(Data listing)
▬▬▬

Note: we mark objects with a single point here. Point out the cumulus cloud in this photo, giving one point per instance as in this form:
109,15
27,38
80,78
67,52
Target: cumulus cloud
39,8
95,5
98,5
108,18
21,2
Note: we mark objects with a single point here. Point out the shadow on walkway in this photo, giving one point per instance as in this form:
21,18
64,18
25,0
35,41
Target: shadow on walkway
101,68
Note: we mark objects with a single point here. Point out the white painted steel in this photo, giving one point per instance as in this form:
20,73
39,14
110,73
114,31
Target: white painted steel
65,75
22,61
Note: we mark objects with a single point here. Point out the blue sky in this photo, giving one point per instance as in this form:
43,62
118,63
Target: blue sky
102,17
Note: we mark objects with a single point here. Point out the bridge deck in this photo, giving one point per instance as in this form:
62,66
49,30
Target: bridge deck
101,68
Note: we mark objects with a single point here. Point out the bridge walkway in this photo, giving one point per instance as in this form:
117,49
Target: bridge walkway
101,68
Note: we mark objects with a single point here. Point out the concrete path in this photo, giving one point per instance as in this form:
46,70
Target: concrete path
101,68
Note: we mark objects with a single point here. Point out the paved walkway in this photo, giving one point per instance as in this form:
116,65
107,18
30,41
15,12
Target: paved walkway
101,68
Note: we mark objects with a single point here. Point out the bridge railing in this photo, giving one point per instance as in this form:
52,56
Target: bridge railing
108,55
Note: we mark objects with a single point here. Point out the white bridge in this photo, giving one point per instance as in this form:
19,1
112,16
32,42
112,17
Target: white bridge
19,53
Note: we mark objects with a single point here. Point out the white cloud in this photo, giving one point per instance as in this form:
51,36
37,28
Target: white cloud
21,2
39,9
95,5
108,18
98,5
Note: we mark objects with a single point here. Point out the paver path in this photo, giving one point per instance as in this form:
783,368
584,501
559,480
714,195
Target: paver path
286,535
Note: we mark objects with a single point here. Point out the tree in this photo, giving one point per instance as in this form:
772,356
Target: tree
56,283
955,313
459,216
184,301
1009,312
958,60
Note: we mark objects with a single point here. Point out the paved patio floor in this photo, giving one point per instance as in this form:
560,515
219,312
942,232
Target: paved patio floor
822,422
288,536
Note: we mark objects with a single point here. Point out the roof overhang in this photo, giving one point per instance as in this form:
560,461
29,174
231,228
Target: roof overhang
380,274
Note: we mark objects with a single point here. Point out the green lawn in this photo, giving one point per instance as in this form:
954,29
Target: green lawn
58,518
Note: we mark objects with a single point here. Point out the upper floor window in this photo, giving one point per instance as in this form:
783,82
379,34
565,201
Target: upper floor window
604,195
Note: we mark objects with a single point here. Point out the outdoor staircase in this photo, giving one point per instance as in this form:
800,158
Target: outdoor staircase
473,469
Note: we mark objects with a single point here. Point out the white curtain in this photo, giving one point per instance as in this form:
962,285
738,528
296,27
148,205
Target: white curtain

▬▬▬

Problem to solve: Copy the data listing above verbatim, from the line containing "out the tree" up to and including the last line of the listing.

Solution for this exercise:
Note: we mark objects with a single point here. Point out the tree in this photo, giving one point per instance as in this form:
772,356
Target: tree
56,283
955,313
459,216
184,301
1009,312
958,60
Note: we mark objects with a single point here. Point out the paved patio floor in this photo, giving one point per instance as in this form:
560,515
219,312
942,232
Target: paved patio floor
822,422
288,536
Note: we mark objects with a single point here. Point out the roof overhang in this photo, giving one point per instance as in this form:
560,461
29,174
231,228
Target: roof overhang
380,274
Note: we mark objects with a single point here. Point out the green lawn in this photo, giving one point per instance as in this form:
954,29
Target: green lawn
58,518
Note: we mark objects with a single point here. Point out the upper floor window in this photo, giving one point per instance as in this form:
783,82
379,34
565,201
Target: upper floor window
604,195
Note: we mark objects with a single point here. Point out the outdoor staircase in this photo, giving one point per instance as in this form:
800,158
Target: outdoor staircase
473,469
Note: we mark objects with a single point here. Point out the white curtain in this photo, giving one point per instance as in this form:
962,285
738,528
296,27
148,205
Target: white curtain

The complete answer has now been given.